**Texto proporcionado:**
***

De modo que en Floyd se remansa una tradición llena de misterios y se reactiva ahora en una iconografía del asesinato y el martirio. Los olmecas eran, parece, un pueblo de guerreros. Desaparecieron sigilosamente. Nadie sabe cómo. Del asesinato de Floyd también brota, después de todo, un conjunto de ficciones simbólicas que regulan una y otra vez el aspecto de la realidad. Ficciones que están lejos de apartarse de lo real, si es que vamos a concederle a lo real un predicamento y un cometido justos, sostenidos por los hechos pero liberados de ellos.  

Dicho esto, y sin apartarnos del asunto del racismo, podríamos irnos a otra zona de ese gran paisaje del dolor, de la falta de acreditación social, y del anhelo. Digamos, con incertidumbre, que para ciertos asuntos referidos al cuerpo negro todo empezó cuando el mundo pudo ver una célebre fotografía de Robert Mapplethorpe: Man in Polyester Suit.

El imaginario secreto reactivado por esa foto pertenece a lo queer. Se trata de un cuerpo negro performativo que desafía varias cosas. Por ejemplo, el concepto heteroccidental de belleza.

En la obra de Mapplethorpe, el hombre del traje de poliéster no tiene rostro. Hay un contraste obvio: un pene majestuoso, se diría que envidiable, que pesadamente reposa en toda su gruesa y trabada tranquilidad, contra lo barato de un traje así. 

El contraste mayor es, sin embargo, el de la formalidad ceremonial que el traje ofrece (ropa de etiqueta, por muy económica que sea) contra la exhibición parsimoniosa de una pinga negra con obvios poderes totémicos.

***

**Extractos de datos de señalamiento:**
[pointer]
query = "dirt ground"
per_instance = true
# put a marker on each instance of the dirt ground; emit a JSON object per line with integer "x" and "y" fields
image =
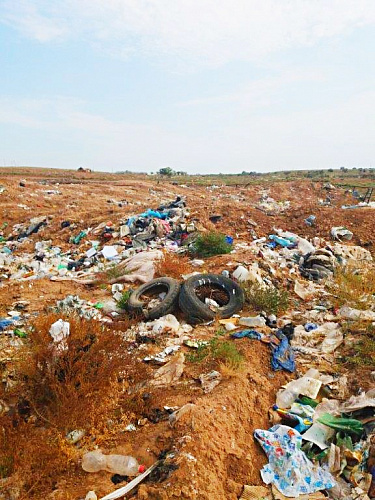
{"x": 214, "y": 440}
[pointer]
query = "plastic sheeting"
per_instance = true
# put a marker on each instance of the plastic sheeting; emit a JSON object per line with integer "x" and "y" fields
{"x": 289, "y": 469}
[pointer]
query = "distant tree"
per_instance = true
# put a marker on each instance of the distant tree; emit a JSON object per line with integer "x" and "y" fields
{"x": 166, "y": 171}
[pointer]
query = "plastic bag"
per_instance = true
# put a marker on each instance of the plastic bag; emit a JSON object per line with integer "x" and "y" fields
{"x": 350, "y": 425}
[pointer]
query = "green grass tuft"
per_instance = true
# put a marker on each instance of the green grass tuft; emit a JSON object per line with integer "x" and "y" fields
{"x": 211, "y": 243}
{"x": 270, "y": 300}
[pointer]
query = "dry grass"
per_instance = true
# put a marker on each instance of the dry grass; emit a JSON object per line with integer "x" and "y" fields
{"x": 65, "y": 387}
{"x": 356, "y": 290}
{"x": 55, "y": 392}
{"x": 173, "y": 266}
{"x": 361, "y": 350}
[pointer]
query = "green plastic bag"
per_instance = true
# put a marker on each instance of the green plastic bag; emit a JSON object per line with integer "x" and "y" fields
{"x": 342, "y": 424}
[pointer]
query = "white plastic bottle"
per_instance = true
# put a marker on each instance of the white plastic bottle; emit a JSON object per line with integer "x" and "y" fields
{"x": 285, "y": 398}
{"x": 123, "y": 465}
{"x": 95, "y": 461}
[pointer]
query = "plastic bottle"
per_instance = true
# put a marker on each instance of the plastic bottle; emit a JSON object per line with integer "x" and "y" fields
{"x": 308, "y": 385}
{"x": 285, "y": 398}
{"x": 94, "y": 461}
{"x": 123, "y": 465}
{"x": 253, "y": 322}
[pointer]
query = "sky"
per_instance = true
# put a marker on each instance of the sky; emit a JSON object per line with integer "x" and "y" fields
{"x": 203, "y": 86}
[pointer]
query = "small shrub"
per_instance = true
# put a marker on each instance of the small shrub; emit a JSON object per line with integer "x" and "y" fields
{"x": 70, "y": 388}
{"x": 271, "y": 300}
{"x": 220, "y": 351}
{"x": 362, "y": 351}
{"x": 172, "y": 265}
{"x": 352, "y": 288}
{"x": 123, "y": 302}
{"x": 211, "y": 243}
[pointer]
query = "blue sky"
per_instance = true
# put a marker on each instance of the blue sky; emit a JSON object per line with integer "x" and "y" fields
{"x": 199, "y": 85}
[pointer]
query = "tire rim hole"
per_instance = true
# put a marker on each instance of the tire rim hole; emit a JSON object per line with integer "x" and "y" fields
{"x": 151, "y": 298}
{"x": 214, "y": 292}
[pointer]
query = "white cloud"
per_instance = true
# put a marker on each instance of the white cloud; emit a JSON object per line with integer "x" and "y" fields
{"x": 260, "y": 92}
{"x": 197, "y": 31}
{"x": 335, "y": 135}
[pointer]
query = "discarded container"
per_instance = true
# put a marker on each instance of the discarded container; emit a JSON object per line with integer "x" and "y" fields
{"x": 95, "y": 461}
{"x": 241, "y": 274}
{"x": 253, "y": 321}
{"x": 341, "y": 233}
{"x": 59, "y": 330}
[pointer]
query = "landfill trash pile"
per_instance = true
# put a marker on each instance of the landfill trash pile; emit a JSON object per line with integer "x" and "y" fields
{"x": 249, "y": 375}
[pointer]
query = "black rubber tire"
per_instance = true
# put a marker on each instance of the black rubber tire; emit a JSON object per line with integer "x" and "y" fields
{"x": 172, "y": 287}
{"x": 198, "y": 312}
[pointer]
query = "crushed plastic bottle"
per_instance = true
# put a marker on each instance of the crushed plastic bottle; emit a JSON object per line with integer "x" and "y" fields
{"x": 308, "y": 385}
{"x": 253, "y": 322}
{"x": 95, "y": 461}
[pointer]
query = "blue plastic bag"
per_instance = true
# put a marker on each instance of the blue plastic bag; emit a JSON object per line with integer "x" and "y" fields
{"x": 283, "y": 356}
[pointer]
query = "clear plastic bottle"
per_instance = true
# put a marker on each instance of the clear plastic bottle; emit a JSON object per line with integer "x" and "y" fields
{"x": 94, "y": 461}
{"x": 123, "y": 465}
{"x": 285, "y": 398}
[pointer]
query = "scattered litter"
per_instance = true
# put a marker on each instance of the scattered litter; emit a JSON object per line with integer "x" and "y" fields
{"x": 294, "y": 474}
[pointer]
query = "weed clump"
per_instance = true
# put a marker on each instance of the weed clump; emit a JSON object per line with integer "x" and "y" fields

***

**Qué se pide:**
**a.** Reproduce el fragmento del ensayo sobre Floyd y Mapplethorpe que comienza con "De modo que" y sigue hasta "liberados de ellos.".
**b.** Continúa el ensayo sobre Floyd y Mapplethorpe a partir de su última oración.

**Resultados por tarea:**
**a.**
De modo que en Floyd se remansa una tradición llena de misterios y se reactiva ahora en una iconografía del asesinato y el martirio. Los olmecas eran, parece, un pueblo de guerreros. Desaparecieron sigilosamente. Nadie sabe cómo. Del asesinato de Floyd también brota, después de todo, un conjunto de ficciones simbólicas que regulan una y otra vez el aspecto de la realidad. Ficciones que están lejos de apartarse de lo real, si es que vamos a concederle a lo real un predicamento y un cometido justos, sostenidos por los hechos pero liberados de ellos.

**b.**
Un cuerpo queer obra como un moderador de la nitidez de otros cuerpos (lejos de lo queer, o acaso en sus inmediaciones), y los induce a graduar la conciencia que tienen de sí mismos. Así la visibilidad se acrecienta o se restringe, en lo inter-subjetivo, que es algo que reúne y concentra ese trazado de rasgos —inscripciones, apuntes, tanteos, acotaciones— por medio del lenguaje y la mirada. George Floyd apenas susurra (no puede gritar): I can’t breath! Pero Derek Chauvin, el policía, no puede oírlo. O sea, en efecto lo oye. Pero NO. 

En la película Get Out (Jordan Peele, 2017) —que con respecto al racismo es uno de los ejercicios más sarcásticos, demoledores y siniestros que se hayan visto en los últimos años— un personaje le dice a otro, en un inglés lleno de idioms, durante una macabra subasta privada: “La piel blanca prevaleció durante 200 años y más, pero ahora el negro es el color de moda”. 

El personaje se refiere al novio negro de una familia blanca y rica. En concreto, alude a la negritud como una joya que ha de exhibirse desde la perspectiva de algo tremendo: la vulvocracia racista. Ya no es el caso, como en el siglo XIX, de un bondmaster con un serrallo de negras de pigmentos variables a su disposición, sino de familias blancas ricas que, en un contexto dramático fantasioso, se permiten tener negros hipnotizados a su disposición. Señoras blancas de cierta edad con jóvenes negros de desempeño sexual óptimo. 

¿No hay aquí una especie de falso “desmontaje” secreto y mítico del racismo? En los siglos de La Trata, en la llamada Ruta del Esclavo, diversas simulaciones fueron practicadas para emborronar o invisibilizar el axioma de la mujer blanca seduciendo a un negro. La heteronormatividad occidental blanca no estima la difusión de esa conocida noticia: que muchas blancas deseaban a los negros y se veían con ellos. Desde siempre. Y entonces lo que se aprecia y valora es la difusión del poder blanco ejerciéndose sexualmente en el espacio del cuerpo de las negras. Eso sí. Lo otro (que los negros se roban la atención de las mujeres) es quizás demasiado.

Sin embargo, ese fenómeno contiene una de las esencias transhistóricas del racismo: la conquista del cuerpo negro por parte de blancas (y blancos del mundo gay). El cuerpo negro como sujeto de seducción y, al mismo tiempo, objeto seductor. El negro como fascinus latino.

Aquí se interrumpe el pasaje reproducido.